Im Frühsommer dann, nach meiner Teicherweiterung,
habe ich sie wieder zurück gesetzt und nun wachsen sie , 
siehe die letzten Fotos von mir  etwas weiter oben.
(sie haben nun so ca zwischen 5 und 7cm Größe erreicht)
Die restlichen vom letzten Herbst im Teich verbliebenen MiniBabys, 
haben den Winter bei mir nicht überstanden.
Ich glaube, ich würde einige der  Babys, wenn sie dir wichtig sind, in eine Innenhälterung verfrachten und sie gut über den Winter pflegen.
Unsere neuerlich geschlüpften Babyfische, :shock wurden alle ratzeputz verspeist...
aber das war dann ok,denn ich möchte unseren Teich nicht überbevölkern.
(von den Letztjährigen ,hab ich vor einigen Wochen 7Stück, mehr hab ich nicht erwischt, 
an einen auch Fische verkaufenden Baumarkt abgegeben und nur 8 Jungfische behalten)
Ich wünsche dir viel Glück, und ebensoviel Freude  bei der Babyfisch Aufzucht,
 wie ich es hatte /habe


----------



## slavina (4. Aug. 2013)

● AUFGABENSTELLUNG
Gib den Forenbeitrag über die Aufzucht von Jungfischen im Teich vollständig und wortgetreu wieder. Das anschließende Material hat mit dem Forenbeitrag über die Aufzucht von Jungfischen im Teich nichts zu tun.

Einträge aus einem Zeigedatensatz
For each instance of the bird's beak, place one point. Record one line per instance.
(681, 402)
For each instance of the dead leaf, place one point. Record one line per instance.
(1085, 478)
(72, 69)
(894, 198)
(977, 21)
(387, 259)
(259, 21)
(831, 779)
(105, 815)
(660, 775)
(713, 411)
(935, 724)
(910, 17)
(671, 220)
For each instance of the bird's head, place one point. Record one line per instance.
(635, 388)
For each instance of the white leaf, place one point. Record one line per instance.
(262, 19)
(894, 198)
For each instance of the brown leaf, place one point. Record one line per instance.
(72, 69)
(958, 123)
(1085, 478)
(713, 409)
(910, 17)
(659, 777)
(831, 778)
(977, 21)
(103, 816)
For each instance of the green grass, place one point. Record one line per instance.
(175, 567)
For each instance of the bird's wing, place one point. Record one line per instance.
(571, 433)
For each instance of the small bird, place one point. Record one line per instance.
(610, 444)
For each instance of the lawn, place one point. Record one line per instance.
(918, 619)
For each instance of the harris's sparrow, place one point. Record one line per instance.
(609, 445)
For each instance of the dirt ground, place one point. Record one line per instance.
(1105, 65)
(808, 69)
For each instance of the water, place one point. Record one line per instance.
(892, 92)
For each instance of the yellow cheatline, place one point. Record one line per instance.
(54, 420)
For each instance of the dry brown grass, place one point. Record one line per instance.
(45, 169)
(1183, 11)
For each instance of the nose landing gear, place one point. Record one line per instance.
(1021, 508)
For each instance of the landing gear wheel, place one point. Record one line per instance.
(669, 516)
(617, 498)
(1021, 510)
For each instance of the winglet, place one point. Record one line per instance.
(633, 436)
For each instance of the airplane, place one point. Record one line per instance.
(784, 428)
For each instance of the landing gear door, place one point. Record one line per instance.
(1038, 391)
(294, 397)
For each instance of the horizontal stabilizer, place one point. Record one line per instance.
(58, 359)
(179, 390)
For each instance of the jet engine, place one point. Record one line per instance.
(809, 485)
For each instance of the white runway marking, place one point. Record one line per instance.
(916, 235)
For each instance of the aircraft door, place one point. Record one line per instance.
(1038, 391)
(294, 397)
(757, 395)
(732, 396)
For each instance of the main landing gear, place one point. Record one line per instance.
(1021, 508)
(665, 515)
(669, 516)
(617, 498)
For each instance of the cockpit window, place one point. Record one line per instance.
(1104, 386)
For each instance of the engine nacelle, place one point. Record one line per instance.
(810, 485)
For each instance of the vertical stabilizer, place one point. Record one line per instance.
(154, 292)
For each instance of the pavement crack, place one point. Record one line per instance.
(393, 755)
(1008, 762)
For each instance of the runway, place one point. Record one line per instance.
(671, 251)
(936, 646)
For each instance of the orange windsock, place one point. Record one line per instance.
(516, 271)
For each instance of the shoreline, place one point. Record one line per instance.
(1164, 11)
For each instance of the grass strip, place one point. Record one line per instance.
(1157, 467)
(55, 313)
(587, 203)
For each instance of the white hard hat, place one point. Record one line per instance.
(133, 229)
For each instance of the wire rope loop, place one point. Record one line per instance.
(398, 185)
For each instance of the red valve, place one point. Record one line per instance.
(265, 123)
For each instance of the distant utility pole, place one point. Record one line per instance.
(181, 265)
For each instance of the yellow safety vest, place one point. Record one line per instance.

● ERGEBNIS
Im Frühsommer dann, nach meiner Teicherweiterung,
habe ich sie wieder zurück gesetzt und nun wachsen sie , 
siehe die letzten Fotos von mir  etwas weiter oben.
(sie haben nun so ca zwischen 5 und 7cm Größe erreicht)
Die restlichen vom letzten Herbst im Teich verbliebenen MiniBabys, 
haben den Winter bei mir nicht überstanden.
Ich glaube, ich würde einige der  Babys, wenn sie dir wichtig sind, in eine Innenhälterung verfrachten und sie gut über den Winter pflegen.
Unsere neuerlich geschlüpften Babyfische, :shock wurden alle ratzeputz verspeist...
aber das war dann ok,denn ich möchte unseren Teich nicht überbevölkern.
(von den Letztjährigen ,hab ich vor einigen Wochen 7Stück, mehr hab ich nicht erwischt, 
an einen auch Fische verkaufenden Baumarkt abgegeben und nur 8 Jungfische behalten)
Ich wünsche dir viel Glück, und ebensoviel Freude  bei der Babyfisch Aufzucht,
 wie ich es hatte /habe


----------



## slavina (4. Aug. 2013)